Job A:
Tally how many lines in the records contain the word "white", and reply with that number alone.

Text shown:
....

Fixed it...I had a wire incorrect. Finally everything works good on the -10 setting and gain is up half way. I'm pretty sure I fried an ep4000 yesterday and I returned it and grabbed a QSC GX5. Do you guys think this should be fine or should I bring it back and get another EP4000?


----------



## Zeitgeist (Apr 4, 2009)

Mpray1983 said:


> Fixed it...I had a wire incorrect. Finally everything works good on the -10 setting and gain is up half way. I'm pretty sure I fried an ep4000 yesterday and I returned it and grabbed a QSC GX5. Do you guys think this should be fine or should I bring it back and get another EP4000?


The EP4000 (EP2500, etc) is pretty robust and has tested very well.


----------



## vann_d (Apr 7, 2009)

The ep has more power but if the qsc has enough for your subs then does it really matter?


----------



## Mpray1983 (Jun 22, 2011)

Do you think it was because of the wires being mismatched that I blew the amp. Basically it got really hot and started over heating. It would not stay on after without the breaker tripping.


----------



## vann_d (Apr 7, 2009)

How did you have it wired? Was something shorted?


----------



## Mpray1983 (Jun 22, 2011)

vann_d said:


> How did you have it wired? Was something shorted?


I had one driver wired backwards in a dual opposed.


----------



## Mpray1983 (Jun 22, 2011)

vann_d said:


> The ep has more power but if the qsc has enough for your subs then does it really matter?


Yes it powers them...but I would like to be able to upgrade and not have to buy a new amp. Plus the EP4000 is cheaper by $60. Another plus is the fact that testing has been done to figure out what the exact output of the EP4000 is. Also directions on a fan mod because this one is loud! I feel like I just answered my own question. 

What makes you say the EP4000 has more power...testing shows the ep4000 at 500 watts @ 8 ohms and the GX5 is the same.


----------



## vann_d (Apr 7, 2009)

I thought the EP had more in bridge mode than the GX...yeah just checked. The EP says it's 2 ohm stable and the GX does not. Thayt's a plus for the EP.

Sound like you had drivers in parallel instead of series...I would not think this would fry the EP. If you are hard clipping the amp maybe you could fry it.


----------



## Mpray1983 (Jun 22, 2011)

vann_d said:


> I thought the EP had more in bridge mode than the GX...yeah just checked. The EP says it's 2 ohm stable and the GX does not. Thayt's a plus for the EP.
> 
> Sound like you had drivers in parallel instead of series...I would not think this would fry the EP. If you are hard clipping the amp maybe you could fry it.


That must have been what it was...I had that ch. Twice the gain as the other. I was clipping a lot when I was trying to set it up in +4 studio mode.

I was running in series but 1 driver was wired backwards. So basically they were cancelling each other out. That was the reason for having the gain so high. I'm just happy that it is fixed.


----------



## vann_d (Apr 7, 2009)

Ahh, yeah. Well, glad you got it figured out.

50 Hz fpf + out of phase drivers = no woofage


----------

....

Job B:
For each statement below, say whether the forum thread about amplifiers supports it, answering yes or no and quoting the words of the thread that decide it. (i) The QSC GX5 was picked up after an EP4000 the poster believes was fried had been returned. (ii) The EP4000 costs more than the GX5. (iii) The poster's drivers were wired in parallel.

....

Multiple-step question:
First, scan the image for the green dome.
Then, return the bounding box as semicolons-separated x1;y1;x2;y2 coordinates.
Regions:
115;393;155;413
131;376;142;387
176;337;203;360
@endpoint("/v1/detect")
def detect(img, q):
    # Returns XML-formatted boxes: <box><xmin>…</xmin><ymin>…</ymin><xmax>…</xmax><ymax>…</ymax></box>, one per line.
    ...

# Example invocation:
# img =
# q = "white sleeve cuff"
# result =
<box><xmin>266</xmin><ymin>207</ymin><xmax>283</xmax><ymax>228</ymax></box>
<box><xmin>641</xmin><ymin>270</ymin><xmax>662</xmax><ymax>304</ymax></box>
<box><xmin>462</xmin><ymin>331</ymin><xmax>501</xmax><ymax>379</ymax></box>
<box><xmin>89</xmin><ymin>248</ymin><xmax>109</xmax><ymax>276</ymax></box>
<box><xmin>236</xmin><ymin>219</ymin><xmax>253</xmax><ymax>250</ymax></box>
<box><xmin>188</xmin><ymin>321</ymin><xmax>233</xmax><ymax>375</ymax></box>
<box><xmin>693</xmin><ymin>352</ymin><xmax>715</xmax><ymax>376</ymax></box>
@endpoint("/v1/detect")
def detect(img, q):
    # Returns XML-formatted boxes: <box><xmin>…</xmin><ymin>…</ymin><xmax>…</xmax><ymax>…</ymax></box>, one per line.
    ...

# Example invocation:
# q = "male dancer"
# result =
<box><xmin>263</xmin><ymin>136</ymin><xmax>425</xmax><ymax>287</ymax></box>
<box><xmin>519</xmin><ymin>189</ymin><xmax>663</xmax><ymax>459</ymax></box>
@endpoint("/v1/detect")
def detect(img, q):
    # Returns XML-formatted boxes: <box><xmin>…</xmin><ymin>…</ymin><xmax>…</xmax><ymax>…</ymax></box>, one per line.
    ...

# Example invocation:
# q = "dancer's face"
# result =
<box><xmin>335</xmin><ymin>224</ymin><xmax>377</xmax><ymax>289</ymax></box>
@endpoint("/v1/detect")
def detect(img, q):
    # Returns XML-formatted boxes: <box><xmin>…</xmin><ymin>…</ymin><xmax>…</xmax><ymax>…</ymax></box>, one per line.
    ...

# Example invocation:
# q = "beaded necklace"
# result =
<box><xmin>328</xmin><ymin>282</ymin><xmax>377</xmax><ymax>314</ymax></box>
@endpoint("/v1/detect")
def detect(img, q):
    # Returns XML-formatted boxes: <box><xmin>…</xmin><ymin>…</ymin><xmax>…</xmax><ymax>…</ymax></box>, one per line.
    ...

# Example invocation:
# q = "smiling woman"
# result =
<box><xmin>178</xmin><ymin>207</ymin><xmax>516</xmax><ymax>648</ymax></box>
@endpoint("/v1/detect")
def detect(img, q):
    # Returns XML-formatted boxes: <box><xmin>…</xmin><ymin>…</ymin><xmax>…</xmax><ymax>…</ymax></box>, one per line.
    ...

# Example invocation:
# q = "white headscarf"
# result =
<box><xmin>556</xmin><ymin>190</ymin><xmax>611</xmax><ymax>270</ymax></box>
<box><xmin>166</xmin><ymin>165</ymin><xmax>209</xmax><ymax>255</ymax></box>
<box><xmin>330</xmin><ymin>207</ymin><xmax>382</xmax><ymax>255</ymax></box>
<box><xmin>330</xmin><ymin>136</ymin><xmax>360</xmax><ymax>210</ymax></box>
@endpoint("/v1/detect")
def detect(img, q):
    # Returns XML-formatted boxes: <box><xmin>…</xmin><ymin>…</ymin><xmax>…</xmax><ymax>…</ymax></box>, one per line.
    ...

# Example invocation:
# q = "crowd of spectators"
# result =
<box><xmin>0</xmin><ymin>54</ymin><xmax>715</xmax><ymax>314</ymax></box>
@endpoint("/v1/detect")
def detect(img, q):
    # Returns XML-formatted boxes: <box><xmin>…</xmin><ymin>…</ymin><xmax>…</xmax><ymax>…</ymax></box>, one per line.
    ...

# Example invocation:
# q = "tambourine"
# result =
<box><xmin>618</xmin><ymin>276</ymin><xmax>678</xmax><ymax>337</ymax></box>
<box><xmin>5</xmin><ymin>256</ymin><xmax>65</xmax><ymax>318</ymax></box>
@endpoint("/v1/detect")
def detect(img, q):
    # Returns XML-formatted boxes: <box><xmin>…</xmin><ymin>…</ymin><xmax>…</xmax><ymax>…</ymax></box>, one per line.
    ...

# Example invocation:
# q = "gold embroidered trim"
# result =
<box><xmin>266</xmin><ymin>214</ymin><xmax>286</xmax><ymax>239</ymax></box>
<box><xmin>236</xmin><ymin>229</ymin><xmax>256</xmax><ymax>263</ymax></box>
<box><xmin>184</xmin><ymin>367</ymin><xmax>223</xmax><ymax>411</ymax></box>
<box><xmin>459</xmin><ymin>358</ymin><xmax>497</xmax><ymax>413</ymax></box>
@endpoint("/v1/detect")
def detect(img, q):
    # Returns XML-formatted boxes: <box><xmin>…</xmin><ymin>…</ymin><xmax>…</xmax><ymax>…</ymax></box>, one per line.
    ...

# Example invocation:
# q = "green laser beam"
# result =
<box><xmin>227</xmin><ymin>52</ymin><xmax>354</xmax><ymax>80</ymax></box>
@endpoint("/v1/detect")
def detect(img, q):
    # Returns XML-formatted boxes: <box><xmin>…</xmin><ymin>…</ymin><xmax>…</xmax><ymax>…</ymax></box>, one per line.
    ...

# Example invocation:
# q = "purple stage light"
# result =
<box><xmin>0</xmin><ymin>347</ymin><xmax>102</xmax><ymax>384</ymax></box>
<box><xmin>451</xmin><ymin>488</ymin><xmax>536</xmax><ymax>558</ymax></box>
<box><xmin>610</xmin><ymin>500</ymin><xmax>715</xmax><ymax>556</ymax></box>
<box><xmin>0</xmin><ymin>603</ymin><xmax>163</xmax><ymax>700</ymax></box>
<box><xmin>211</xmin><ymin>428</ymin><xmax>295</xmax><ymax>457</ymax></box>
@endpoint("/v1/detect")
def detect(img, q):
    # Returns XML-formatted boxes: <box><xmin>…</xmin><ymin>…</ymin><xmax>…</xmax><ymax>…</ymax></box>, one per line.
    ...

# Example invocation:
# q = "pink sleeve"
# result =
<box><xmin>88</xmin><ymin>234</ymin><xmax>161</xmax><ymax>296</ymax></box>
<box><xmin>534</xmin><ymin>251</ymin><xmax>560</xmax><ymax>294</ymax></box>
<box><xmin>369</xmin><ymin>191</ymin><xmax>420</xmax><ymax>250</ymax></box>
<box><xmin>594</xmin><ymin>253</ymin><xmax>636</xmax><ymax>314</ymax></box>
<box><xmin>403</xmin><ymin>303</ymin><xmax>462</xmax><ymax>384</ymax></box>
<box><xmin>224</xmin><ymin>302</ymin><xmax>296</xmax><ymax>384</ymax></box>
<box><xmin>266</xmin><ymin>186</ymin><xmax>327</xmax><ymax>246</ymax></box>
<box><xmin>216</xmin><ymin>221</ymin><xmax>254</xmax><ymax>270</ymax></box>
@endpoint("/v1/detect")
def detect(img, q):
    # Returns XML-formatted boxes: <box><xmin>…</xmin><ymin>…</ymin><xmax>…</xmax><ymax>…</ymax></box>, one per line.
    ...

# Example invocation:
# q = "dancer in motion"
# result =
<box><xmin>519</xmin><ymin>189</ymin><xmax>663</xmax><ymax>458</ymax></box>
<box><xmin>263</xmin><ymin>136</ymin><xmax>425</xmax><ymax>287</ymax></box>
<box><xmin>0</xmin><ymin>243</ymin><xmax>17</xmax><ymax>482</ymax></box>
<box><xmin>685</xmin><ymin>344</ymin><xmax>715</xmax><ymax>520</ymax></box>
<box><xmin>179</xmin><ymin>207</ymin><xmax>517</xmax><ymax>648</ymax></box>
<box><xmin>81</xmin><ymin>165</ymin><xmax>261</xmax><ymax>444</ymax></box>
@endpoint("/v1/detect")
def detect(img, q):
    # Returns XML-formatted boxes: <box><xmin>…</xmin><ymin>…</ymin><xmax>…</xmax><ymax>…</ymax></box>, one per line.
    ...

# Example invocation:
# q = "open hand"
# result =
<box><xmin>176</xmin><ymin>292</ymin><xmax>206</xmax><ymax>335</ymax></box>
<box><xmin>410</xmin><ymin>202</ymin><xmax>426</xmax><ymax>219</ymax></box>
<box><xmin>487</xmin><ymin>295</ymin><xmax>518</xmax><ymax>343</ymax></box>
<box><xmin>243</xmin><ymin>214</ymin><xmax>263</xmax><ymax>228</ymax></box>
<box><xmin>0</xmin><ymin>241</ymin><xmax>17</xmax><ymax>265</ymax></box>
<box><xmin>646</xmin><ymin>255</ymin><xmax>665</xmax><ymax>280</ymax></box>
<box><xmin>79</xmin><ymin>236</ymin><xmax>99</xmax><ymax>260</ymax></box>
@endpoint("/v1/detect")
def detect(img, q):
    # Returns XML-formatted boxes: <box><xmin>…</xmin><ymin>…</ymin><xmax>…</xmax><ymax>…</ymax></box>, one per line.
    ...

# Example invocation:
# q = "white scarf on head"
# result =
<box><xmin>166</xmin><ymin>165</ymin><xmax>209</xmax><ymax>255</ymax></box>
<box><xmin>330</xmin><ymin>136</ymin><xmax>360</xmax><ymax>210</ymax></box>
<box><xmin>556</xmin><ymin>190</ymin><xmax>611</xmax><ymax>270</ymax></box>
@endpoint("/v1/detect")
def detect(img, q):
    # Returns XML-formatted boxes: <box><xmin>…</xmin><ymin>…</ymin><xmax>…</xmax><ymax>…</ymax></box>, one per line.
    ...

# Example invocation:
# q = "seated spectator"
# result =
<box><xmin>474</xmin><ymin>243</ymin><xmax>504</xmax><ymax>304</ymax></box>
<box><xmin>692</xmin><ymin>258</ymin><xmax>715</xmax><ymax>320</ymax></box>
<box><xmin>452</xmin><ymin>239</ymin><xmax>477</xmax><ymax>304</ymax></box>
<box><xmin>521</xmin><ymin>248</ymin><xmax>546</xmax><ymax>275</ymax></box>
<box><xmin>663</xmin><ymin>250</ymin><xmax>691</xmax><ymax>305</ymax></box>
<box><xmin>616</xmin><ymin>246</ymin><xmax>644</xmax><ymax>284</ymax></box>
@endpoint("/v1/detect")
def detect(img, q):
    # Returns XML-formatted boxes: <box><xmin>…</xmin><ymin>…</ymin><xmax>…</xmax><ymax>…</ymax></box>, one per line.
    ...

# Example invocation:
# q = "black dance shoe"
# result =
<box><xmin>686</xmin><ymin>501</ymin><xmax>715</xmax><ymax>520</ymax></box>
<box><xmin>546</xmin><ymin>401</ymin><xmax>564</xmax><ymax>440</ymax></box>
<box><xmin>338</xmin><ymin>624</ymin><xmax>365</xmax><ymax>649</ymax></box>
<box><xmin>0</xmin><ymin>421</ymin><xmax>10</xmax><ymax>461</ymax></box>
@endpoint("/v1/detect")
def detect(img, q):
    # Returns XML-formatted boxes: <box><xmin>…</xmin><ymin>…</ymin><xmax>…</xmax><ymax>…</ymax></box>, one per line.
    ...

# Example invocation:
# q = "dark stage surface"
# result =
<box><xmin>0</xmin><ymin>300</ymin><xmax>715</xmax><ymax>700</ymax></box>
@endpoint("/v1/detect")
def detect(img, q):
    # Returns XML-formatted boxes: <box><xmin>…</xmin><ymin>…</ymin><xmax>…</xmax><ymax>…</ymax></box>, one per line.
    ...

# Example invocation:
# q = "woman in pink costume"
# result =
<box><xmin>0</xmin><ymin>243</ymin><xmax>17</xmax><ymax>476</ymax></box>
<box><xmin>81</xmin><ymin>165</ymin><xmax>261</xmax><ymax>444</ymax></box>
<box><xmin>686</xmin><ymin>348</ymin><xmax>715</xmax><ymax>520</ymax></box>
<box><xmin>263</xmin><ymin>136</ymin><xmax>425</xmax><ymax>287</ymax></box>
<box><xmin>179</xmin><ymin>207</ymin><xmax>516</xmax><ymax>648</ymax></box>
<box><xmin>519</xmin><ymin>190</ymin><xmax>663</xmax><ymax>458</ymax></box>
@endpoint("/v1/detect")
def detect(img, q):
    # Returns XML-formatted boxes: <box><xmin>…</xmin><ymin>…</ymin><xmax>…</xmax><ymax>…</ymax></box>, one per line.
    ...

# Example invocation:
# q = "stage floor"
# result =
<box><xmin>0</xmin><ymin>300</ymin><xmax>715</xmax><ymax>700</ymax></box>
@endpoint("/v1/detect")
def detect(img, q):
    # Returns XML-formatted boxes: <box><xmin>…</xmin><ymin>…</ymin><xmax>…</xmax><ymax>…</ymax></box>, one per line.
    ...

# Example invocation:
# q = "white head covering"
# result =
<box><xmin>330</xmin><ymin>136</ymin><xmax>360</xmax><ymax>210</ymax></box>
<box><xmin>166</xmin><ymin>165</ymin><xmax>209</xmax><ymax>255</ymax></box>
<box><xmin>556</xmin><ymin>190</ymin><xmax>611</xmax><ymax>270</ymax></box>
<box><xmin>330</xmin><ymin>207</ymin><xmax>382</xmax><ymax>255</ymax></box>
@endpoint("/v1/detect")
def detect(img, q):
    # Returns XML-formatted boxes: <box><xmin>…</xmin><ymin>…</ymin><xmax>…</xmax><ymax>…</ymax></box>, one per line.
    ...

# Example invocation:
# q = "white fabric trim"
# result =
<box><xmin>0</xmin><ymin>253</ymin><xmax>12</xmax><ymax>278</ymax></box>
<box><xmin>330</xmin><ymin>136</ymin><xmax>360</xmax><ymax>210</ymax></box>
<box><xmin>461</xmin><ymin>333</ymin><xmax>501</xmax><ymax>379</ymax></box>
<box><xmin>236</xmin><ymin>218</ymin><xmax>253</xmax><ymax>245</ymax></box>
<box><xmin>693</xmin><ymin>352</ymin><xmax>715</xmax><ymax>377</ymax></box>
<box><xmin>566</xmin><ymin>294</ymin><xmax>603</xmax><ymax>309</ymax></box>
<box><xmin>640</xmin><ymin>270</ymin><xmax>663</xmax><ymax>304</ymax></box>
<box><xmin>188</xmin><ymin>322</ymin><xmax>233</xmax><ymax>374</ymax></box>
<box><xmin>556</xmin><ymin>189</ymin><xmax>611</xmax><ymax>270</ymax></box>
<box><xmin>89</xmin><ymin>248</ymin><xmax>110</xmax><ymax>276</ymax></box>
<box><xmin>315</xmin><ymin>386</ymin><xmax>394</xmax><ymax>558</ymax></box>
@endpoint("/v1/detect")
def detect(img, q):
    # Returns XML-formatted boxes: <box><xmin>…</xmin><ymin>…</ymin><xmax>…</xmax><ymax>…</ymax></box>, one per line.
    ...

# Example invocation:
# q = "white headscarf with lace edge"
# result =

....

Full output A:
6

Full output B:
(i) Yes: "I'm pretty sure I fried an ep4000 yesterday and I returned it and grabbed a QSC GX5."
(ii) No: "Plus the EP4000 is cheaper by $60."
(iii) No: "I was running in series but 1 driver was wired backwards."